* _Activity_
Find the line containing "Phrase: calm water" in the entries below. Reproduce that line and each one after it to the end, exactly, with no other lines.

[Records from a dataset]
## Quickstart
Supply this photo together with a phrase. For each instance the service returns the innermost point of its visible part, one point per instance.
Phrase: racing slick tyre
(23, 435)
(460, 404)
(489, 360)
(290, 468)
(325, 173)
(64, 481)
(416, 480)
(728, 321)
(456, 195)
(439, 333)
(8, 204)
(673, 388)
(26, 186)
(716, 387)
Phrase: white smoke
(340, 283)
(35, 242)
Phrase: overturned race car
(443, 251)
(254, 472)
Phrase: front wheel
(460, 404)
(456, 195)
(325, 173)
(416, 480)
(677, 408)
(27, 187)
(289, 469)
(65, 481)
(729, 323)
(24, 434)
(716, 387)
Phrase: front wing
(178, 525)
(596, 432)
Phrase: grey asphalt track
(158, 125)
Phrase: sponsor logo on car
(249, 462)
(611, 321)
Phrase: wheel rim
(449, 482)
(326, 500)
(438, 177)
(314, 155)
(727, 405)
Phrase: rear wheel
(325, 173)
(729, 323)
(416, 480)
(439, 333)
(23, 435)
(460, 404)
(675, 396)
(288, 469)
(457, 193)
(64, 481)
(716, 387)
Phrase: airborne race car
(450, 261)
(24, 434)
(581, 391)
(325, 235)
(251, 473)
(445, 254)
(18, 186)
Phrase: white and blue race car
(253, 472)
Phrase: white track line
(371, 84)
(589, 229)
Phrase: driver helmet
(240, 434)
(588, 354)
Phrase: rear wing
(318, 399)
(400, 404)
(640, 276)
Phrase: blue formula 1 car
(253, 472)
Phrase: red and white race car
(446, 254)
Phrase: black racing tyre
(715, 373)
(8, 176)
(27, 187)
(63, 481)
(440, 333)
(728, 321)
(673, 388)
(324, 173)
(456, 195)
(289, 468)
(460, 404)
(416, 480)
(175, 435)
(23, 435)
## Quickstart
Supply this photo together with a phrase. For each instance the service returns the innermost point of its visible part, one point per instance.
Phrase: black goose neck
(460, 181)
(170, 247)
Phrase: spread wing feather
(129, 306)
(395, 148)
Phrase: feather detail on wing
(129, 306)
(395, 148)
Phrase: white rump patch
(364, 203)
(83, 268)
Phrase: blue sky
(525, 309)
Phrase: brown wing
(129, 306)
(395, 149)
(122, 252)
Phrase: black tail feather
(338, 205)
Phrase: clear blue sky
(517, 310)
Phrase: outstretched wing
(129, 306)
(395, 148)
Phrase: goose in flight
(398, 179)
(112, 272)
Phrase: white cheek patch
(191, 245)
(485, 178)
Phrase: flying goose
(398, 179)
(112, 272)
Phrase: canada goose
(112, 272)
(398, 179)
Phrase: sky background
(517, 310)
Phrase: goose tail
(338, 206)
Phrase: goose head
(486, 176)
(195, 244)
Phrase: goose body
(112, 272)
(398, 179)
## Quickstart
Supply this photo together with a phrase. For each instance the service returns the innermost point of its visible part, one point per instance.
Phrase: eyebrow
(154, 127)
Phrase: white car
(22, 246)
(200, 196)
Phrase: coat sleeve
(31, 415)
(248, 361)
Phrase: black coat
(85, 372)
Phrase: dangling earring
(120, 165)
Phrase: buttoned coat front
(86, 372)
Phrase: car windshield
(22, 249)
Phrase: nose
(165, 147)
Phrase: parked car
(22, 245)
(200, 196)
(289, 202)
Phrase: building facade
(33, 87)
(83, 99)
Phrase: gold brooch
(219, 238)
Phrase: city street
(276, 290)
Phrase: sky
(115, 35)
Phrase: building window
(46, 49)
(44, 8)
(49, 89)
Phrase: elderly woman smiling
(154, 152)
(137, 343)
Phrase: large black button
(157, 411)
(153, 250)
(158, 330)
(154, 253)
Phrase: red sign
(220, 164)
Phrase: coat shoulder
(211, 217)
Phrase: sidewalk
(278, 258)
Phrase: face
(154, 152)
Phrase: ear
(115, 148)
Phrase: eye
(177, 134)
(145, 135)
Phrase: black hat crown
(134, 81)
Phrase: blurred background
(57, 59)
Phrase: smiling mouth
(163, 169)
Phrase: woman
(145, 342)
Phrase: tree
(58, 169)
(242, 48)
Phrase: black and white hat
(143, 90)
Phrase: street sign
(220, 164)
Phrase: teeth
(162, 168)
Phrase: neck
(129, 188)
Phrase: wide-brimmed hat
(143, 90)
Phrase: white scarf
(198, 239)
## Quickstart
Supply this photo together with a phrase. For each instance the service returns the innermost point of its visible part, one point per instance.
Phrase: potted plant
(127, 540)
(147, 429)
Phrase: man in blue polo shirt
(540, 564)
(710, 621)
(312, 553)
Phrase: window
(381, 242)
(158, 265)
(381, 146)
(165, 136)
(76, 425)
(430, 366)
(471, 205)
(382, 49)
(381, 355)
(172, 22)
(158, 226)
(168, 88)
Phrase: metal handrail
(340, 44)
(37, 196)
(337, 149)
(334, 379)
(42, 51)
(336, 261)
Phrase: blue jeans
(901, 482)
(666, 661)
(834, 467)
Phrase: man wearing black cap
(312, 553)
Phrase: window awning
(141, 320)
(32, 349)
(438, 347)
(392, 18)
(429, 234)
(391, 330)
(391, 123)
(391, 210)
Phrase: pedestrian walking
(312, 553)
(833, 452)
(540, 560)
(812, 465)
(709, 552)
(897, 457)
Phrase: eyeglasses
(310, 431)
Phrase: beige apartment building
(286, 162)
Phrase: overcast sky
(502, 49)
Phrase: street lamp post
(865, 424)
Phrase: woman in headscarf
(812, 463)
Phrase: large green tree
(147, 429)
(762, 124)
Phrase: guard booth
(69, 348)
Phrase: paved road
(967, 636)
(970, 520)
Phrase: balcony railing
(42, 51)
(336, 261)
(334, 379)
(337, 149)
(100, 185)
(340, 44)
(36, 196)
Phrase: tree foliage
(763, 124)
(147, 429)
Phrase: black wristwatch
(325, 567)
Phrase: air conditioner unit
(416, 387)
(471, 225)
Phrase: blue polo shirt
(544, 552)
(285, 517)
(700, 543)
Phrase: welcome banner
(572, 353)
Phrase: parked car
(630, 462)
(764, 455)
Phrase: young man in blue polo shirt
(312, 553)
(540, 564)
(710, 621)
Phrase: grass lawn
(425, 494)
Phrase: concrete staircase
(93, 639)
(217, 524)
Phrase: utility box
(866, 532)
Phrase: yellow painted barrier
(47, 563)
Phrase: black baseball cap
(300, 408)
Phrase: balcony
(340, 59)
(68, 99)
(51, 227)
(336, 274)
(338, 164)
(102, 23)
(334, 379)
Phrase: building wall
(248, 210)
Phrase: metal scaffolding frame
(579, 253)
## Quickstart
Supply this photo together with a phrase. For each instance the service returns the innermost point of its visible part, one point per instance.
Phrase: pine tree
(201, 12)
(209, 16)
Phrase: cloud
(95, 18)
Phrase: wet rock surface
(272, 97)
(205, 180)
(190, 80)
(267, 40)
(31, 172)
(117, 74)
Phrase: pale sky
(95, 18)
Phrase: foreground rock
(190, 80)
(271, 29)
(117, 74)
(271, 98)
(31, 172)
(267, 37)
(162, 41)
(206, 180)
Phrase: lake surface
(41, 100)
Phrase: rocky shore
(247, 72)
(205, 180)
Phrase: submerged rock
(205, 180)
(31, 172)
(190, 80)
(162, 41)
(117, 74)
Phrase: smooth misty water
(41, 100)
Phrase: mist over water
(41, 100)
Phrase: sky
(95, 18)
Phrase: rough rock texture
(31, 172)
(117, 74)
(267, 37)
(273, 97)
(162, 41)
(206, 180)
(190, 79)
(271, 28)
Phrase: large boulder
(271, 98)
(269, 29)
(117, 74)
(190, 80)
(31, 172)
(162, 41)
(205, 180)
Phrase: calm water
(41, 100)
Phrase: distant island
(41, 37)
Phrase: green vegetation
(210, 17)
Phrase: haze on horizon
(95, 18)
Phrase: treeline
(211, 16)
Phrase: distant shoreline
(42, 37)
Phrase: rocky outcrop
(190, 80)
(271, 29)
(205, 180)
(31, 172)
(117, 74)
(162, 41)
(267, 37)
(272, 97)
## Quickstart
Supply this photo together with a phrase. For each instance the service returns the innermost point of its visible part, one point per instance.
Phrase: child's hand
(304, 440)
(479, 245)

* _Task answer_
Phrase: calm water
(41, 100)
Phrase: distant island
(41, 37)
Phrase: green vegetation
(210, 17)
Phrase: haze on horizon
(95, 18)
Phrase: treeline
(211, 16)
Phrase: distant shoreline
(42, 37)
Phrase: rocky outcrop
(190, 80)
(271, 29)
(205, 180)
(31, 172)
(117, 74)
(162, 41)
(267, 37)
(272, 97)
## Quickstart
Supply this photo together with a phrase. For each instance the service returns the innermost point of its visible part, one point per instance.
Phrase: child's hand
(304, 440)
(479, 245)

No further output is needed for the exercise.